▸ **TASK OBJECTIVE**
What follows is a set of records, each of which is to be written out exactly.

(Stored data)
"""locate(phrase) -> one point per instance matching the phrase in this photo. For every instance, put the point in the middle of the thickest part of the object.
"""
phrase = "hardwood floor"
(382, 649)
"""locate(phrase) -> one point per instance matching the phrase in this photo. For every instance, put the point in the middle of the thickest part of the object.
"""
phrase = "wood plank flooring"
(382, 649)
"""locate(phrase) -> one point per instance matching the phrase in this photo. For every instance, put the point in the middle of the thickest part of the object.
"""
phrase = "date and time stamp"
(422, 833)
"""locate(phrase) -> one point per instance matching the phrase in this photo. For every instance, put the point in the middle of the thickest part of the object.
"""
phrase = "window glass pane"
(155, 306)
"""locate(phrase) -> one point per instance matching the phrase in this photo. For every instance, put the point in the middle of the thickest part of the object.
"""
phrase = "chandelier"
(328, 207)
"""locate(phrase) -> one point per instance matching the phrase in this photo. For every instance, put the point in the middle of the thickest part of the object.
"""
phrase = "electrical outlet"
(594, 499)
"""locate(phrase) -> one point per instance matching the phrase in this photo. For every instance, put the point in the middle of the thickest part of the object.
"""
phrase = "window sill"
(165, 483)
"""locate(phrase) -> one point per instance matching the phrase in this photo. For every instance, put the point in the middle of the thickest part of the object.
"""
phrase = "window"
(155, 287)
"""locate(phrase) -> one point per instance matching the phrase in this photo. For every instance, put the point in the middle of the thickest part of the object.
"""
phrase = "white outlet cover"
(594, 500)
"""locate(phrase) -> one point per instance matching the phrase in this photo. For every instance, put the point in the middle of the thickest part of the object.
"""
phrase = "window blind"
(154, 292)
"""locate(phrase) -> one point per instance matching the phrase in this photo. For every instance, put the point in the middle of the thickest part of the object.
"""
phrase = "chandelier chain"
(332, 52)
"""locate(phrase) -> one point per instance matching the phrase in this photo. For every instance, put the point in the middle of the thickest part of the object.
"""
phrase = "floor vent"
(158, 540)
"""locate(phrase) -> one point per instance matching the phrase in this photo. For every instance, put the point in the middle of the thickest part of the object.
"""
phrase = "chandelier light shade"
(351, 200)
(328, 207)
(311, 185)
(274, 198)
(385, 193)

▸ **ANSWER BOX**
"""locate(phrase) -> one point per instance matching the phrase in this photo. For every instance, put the point in the middle of the thickest part of the object.
"""
phrase = "hardwood floor"
(382, 649)
"""locate(phrase) -> one point per instance matching the phrase in this photo. For every instance, put the point in the middle of the thickest part of the object.
"""
phrase = "wood plank flooring"
(382, 649)
"""locate(phrase) -> one point per instance matching the phrase in this photo. For every instance, put the point in the middle of the thickest part of the object.
"""
phrase = "date and time stamp"
(422, 833)
"""locate(phrase) -> one point per instance matching the phrase in this photo. For every instance, put the point in the middle of the thickest part of the object.
"""
phrase = "window glass pane"
(155, 306)
"""locate(phrase) -> one point per instance matching the phrase in this photo. For every instance, put the point in the middle of the thickest part of the object.
"""
phrase = "chandelier"
(328, 207)
"""locate(phrase) -> one point per instance matching the phrase in this photo. For every instance, put the point in the middle of the thickest part of the object.
"""
phrase = "electrical outlet"
(594, 499)
"""locate(phrase) -> one point per instance matching the phrase in this photo. For every instance, put the point in the middle of the thickest part of the object.
"""
phrase = "window sill"
(165, 483)
"""locate(phrase) -> one point per instance matching the phrase in this photo. For every instance, put the point in the middle of the thickest part of the object.
"""
phrase = "window"
(155, 287)
"""locate(phrase) -> one point per instance matching the phrase in this photo. For every instance, put the point in the middle of the thickest part of the object.
"""
phrase = "white outlet cover"
(594, 500)
"""locate(phrase) -> one point per instance matching the phrase in this photo. For every instance, put the point in the middle of the thickest part of the object.
"""
phrase = "window blind"
(154, 292)
"""locate(phrase) -> one point per instance matching the phrase in this photo. For every instance, put the point in the middle of the thickest part of the object.
"""
phrase = "chandelier chain"
(332, 52)
"""locate(phrase) -> one point per instance matching the phrase in this photo. For every instance, put the point in the middle of the thickest part of the object.
"""
phrase = "floor vent"
(158, 540)
"""locate(phrase) -> one point per instance matching the phrase in this photo. For every instance, put the point in the middle of the thickest part of the object.
"""
phrase = "chandelier light shade"
(351, 200)
(328, 207)
(311, 185)
(274, 198)
(385, 193)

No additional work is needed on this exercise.